> _Exercise details_
Print the listing below again. Change nothing.

· · · · · · ·

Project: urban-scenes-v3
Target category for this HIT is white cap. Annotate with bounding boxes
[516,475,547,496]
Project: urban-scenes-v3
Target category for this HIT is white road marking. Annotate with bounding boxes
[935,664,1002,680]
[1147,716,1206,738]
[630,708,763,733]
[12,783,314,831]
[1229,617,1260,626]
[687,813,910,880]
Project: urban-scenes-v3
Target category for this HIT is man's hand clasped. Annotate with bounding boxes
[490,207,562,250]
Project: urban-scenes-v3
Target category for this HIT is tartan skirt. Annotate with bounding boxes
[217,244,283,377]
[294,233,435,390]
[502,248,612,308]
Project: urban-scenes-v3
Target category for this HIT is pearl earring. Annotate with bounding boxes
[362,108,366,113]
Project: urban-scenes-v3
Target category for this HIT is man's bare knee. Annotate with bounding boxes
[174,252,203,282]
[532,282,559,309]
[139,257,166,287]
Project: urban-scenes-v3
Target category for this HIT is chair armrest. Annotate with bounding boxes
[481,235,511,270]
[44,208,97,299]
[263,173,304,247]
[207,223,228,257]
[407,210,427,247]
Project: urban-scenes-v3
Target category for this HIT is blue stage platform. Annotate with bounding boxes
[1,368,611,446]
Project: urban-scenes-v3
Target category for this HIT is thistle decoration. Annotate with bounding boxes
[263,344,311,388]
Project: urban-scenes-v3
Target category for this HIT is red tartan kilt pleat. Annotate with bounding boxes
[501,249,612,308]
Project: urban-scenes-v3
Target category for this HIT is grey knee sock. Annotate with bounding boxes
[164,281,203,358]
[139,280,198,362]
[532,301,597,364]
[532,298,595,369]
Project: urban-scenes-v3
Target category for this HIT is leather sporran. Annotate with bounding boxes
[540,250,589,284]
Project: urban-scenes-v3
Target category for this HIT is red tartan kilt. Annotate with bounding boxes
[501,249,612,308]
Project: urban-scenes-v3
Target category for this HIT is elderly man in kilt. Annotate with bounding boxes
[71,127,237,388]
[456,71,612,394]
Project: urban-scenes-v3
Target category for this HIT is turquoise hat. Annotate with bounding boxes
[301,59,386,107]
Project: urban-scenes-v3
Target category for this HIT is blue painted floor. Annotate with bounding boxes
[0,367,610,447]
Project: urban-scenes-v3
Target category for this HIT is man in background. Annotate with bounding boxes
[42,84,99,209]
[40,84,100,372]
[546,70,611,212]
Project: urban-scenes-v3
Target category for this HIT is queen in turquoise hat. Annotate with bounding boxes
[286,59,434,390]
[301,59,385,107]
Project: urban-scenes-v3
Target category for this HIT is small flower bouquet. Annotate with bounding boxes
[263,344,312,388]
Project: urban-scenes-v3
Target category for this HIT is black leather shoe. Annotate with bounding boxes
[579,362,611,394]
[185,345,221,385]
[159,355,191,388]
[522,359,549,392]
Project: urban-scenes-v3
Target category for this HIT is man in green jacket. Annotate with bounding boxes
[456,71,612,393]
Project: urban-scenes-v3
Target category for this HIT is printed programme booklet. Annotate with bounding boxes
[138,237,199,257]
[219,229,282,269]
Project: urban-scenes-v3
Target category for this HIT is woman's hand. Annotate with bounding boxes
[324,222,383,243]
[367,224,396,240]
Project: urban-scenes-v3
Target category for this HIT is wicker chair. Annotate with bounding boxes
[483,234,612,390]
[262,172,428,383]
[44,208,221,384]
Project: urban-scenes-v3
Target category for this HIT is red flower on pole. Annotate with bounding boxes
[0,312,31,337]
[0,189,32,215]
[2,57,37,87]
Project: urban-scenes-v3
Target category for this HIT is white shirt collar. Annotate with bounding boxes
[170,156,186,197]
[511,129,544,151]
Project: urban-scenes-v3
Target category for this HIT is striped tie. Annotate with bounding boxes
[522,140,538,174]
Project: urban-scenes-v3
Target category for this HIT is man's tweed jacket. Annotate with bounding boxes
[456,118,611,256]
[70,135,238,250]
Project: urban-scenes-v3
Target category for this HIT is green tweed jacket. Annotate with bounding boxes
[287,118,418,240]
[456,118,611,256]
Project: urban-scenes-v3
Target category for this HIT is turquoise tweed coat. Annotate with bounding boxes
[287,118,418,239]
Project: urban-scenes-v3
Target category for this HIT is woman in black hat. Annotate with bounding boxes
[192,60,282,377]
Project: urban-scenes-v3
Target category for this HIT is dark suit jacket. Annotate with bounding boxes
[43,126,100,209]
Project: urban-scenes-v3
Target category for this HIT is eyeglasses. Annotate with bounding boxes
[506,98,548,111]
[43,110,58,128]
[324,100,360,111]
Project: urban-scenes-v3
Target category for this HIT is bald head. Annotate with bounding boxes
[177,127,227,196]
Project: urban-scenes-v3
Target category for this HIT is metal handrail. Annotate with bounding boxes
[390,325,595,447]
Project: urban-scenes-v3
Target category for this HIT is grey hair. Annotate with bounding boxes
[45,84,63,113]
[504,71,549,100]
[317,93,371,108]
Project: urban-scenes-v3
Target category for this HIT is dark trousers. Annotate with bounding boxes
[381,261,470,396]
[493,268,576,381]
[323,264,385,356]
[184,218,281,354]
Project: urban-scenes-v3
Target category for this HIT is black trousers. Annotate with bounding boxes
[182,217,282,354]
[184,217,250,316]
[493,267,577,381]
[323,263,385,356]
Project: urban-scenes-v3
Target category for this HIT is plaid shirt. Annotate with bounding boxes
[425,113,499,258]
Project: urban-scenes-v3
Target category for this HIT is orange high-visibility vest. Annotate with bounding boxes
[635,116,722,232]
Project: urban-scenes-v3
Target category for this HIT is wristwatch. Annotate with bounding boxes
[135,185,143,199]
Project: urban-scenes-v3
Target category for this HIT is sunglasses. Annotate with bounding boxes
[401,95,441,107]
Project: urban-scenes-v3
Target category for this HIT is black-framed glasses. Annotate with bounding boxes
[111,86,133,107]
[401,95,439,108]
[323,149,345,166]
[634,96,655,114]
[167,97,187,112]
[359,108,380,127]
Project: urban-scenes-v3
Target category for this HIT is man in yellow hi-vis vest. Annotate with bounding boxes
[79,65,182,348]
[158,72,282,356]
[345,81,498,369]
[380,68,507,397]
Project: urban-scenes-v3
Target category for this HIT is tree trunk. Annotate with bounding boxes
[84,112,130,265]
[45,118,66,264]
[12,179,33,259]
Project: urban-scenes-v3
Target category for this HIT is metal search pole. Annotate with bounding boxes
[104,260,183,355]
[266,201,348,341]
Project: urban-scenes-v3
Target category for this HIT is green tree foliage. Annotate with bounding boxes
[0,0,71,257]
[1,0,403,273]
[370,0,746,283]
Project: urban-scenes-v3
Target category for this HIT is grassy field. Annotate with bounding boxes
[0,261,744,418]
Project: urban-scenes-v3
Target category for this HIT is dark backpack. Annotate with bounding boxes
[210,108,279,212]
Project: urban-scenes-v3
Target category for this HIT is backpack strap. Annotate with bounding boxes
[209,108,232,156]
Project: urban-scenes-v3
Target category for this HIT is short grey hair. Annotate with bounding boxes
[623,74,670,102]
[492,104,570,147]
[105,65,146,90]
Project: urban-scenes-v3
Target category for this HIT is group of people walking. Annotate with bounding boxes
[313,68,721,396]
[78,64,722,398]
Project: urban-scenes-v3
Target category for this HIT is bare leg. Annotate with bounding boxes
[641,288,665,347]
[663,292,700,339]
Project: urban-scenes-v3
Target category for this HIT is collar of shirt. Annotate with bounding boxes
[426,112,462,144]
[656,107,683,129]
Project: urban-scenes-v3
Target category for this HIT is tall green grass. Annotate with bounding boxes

· · · · · · ·

> _Response_
Project: urban-scenes-v3
Target category for this HIT is white cap. Annotate with bounding boxes
[516,475,547,496]
Project: urban-scenes-v3
Target category for this HIT is white road marking. Annotate with bounding boxes
[935,664,1002,680]
[1147,716,1206,738]
[630,708,763,733]
[12,783,314,831]
[1229,617,1260,626]
[687,813,910,880]
Project: urban-scenes-v3
Target category for this HIT is man's hand clasped. Annotate with bounding boxes
[490,207,562,250]
Project: urban-scenes-v3
Target category for this HIT is tartan skirt. Annotate with bounding boxes
[217,244,283,377]
[294,233,435,390]
[502,248,612,308]
Project: urban-scenes-v3
Target category for this HIT is pearl earring. Annotate with bounding boxes
[362,108,366,113]
Project: urban-scenes-v3
Target category for this HIT is man's bare knee. Annotate with bounding boxes
[174,252,203,282]
[532,282,559,309]
[139,257,166,287]
Project: urban-scenes-v3
Target category for this HIT is chair armrest. Annotate with bounding boxes
[481,235,511,270]
[44,208,97,299]
[263,173,304,247]
[207,223,228,257]
[407,210,427,247]
Project: urban-scenes-v3
Target category for this HIT is blue stage platform. Annotate with bounding boxes
[1,368,611,446]
Project: urban-scenes-v3
Target category for this HIT is thistle decoration. Annotate with bounding boxes
[263,344,311,388]
Project: urban-scenes-v3
Target category for this HIT is red tartan kilt pleat. Annotate with bounding boxes
[501,249,612,308]
Project: urban-scenes-v3
Target category for this HIT is grey knee sock. Annotate with bounding boxes
[164,281,203,358]
[139,280,198,362]
[532,301,597,364]
[532,298,595,369]
Project: urban-scenes-v3
Target category for this HIT is leather sporran. Annotate with bounding boxes
[540,250,589,284]
Project: urban-scenes-v3
Target category for this HIT is red tartan kilt. Annotate with bounding boxes
[501,249,612,308]
Project: urban-scenes-v3
Target category for this HIT is elderly man in kilt. Annotate with bounding boxes
[71,127,237,388]
[456,71,612,394]
Project: urban-scenes-v3
Target category for this HIT is turquoise hat. Annotate with bounding boxes
[301,59,386,107]
Project: urban-scenes-v3
Target category for this HIT is blue painted floor. Annotate with bounding boxes
[0,367,610,447]
Project: urban-scenes-v3
Target category for this HIT is man in background. Annotate with bounding boxes
[42,84,99,209]
[40,84,100,372]
[546,70,611,212]
Project: urban-scenes-v3
Target category for this HIT is queen in turquoise hat. Annotate with bounding boxes
[286,59,434,390]
[301,59,385,107]
Project: urban-scenes-v3
Target category for this HIT is small flower bouquet. Annotate with bounding boxes
[263,344,312,388]
Project: urban-scenes-v3
Target category for this HIT is black leather shoe. Annotate with bounding boxes
[579,362,611,394]
[185,345,221,385]
[159,355,191,388]
[522,359,549,392]
Project: urban-scenes-v3
Target category for this HIT is man in green jacket. Annotate with bounding boxes
[456,71,612,393]
Project: urban-scenes-v3
Target category for this HIT is printed programme booklet. Annotate with bounding boxes
[138,237,199,257]
[219,229,282,269]
Project: urban-scenes-v3
Target category for this HIT is woman's hand. Annotate with bounding boxes
[324,222,383,243]
[367,224,396,240]
Project: urban-scenes-v3
Target category for this HIT is wicker chair. Annotate with bounding boxes
[483,234,612,390]
[262,172,428,383]
[44,208,221,384]
Project: urban-scenes-v3
Target category for this HIT is red flower on pole. Annotate with bounding boxes
[0,312,31,337]
[0,189,32,215]
[2,57,37,87]
Project: urban-scenes-v3
Target category for this HIT is white shirt collar. Annotate with bounding boxes
[170,156,186,197]
[511,129,544,151]
Project: urban-scenes-v3
Target category for this HIT is striped tie. Annotate with bounding boxes
[522,140,538,174]
Project: urban-scenes-v3
Target category for this HIT is man's tweed jacket. Annotate with bounding boxes
[456,118,611,256]
[70,135,238,250]
Project: urban-scenes-v3
Target category for this HIT is green tweed jacket. Annotate with bounding boxes
[287,118,418,240]
[456,118,611,256]
Project: urban-scenes-v3
Target category for this HIT is turquoise tweed coat. Annotate with bounding boxes
[287,118,418,239]
Project: urban-scenes-v3
Target category for this HIT is woman in black hat. Annotate with bounding boxes
[192,60,282,377]
Project: urban-scenes-v3
Target category for this HIT is dark suit jacket. Annotate with bounding boxes
[43,126,100,209]
Project: urban-scenes-v3
Target category for this HIT is eyeglasses. Annotate with bounding boxes
[506,98,548,111]
[43,110,58,128]
[324,100,360,111]
Project: urban-scenes-v3
Target category for this HIT is bald head. Annotate with bounding boxes
[177,127,227,196]
Project: urban-scenes-v3
Target category for this HIT is metal handrail. Annotate with bounding boxes
[390,325,595,447]
Project: urban-scenes-v3
Target category for this HIT is grey hair. Annotate with bounding boxes
[45,84,63,113]
[504,71,549,100]
[317,93,371,108]
Project: urban-scenes-v3
Target category for this HIT is dark trousers. Annotate with bounding boxes
[381,261,470,396]
[493,268,576,381]
[323,264,385,356]
[184,218,281,354]
Project: urban-scenes-v3
Target category for this HIT is black trousers. Annotate with bounding boxes
[182,217,282,354]
[184,217,250,316]
[493,267,577,381]
[323,263,385,356]
Project: urban-scenes-v3
Target category for this HIT is plaid shirt. Annotate with bounding boxes
[425,113,499,258]
Project: urban-scenes-v3
Target category for this HIT is orange high-visibility vest. Annotate with bounding boxes
[635,116,722,232]
Project: urban-scenes-v3
Target category for this HIT is wristwatch. Annotate with bounding boxes
[135,185,143,199]
Project: urban-scenes-v3
Target category for this HIT is sunglasses. Annotate with bounding boxes
[401,95,441,107]
Project: urban-scenes-v3
Target category for this HIT is black-framed glasses. Annotate with bounding boxes
[111,86,133,107]
[401,95,439,108]
[323,149,345,166]
[634,96,655,114]
[167,97,187,112]
[359,108,380,127]
Project: urban-scenes-v3
Target category for this HIT is man in yellow hi-vis vest. Annotate with bounding boxes
[79,65,182,348]
[158,72,282,356]
[345,81,498,369]
[380,68,507,397]
Project: urban-scenes-v3
Target category for this HIT is tree trunk. Annotate with bounding boxes
[84,112,130,265]
[45,118,66,264]
[12,179,33,259]
Project: urban-scenes-v3
Target category for this HIT is metal search pole. Annotate with bounding boxes
[104,260,183,355]
[266,201,348,341]
Project: urban-scenes-v3
Target category for this HIT is green tree foliage. Annotate with bounding boxes
[0,0,71,257]
[1,0,403,273]
[370,0,746,283]
Project: urban-scenes-v3
Target category for this HIT is grassy field. Annotate with bounding boxes
[0,261,744,418]
Project: urban-scenes-v3
Target category for this HIT is dark backpack. Annotate with bounding boxes
[210,108,279,212]
Project: urban-scenes-v3
Target category for this HIT is backpack strap. Annotate with bounding boxes
[209,108,232,156]
Project: urban-scenes-v3
Target category for this HIT is short grey hair. Annotate with bounding boxes
[623,74,670,102]
[492,104,570,147]
[105,65,146,90]
Project: urban-scenes-v3
Target category for this HIT is group of people walking. Annotate with bounding boxes
[313,68,721,396]
[78,64,722,398]
Project: urban-scenes-v3
Target category for this HIT is bare leg. Annotate with bounding boxes
[641,288,665,347]
[663,292,700,339]
Project: urban-scenes-v3
Target category for this HIT is collar of shirt. Annotate with bounding boxes
[426,112,462,144]
[656,107,683,129]
Project: urban-scenes-v3
Target category for this HIT is tall green grass. Annotate with bounding boxes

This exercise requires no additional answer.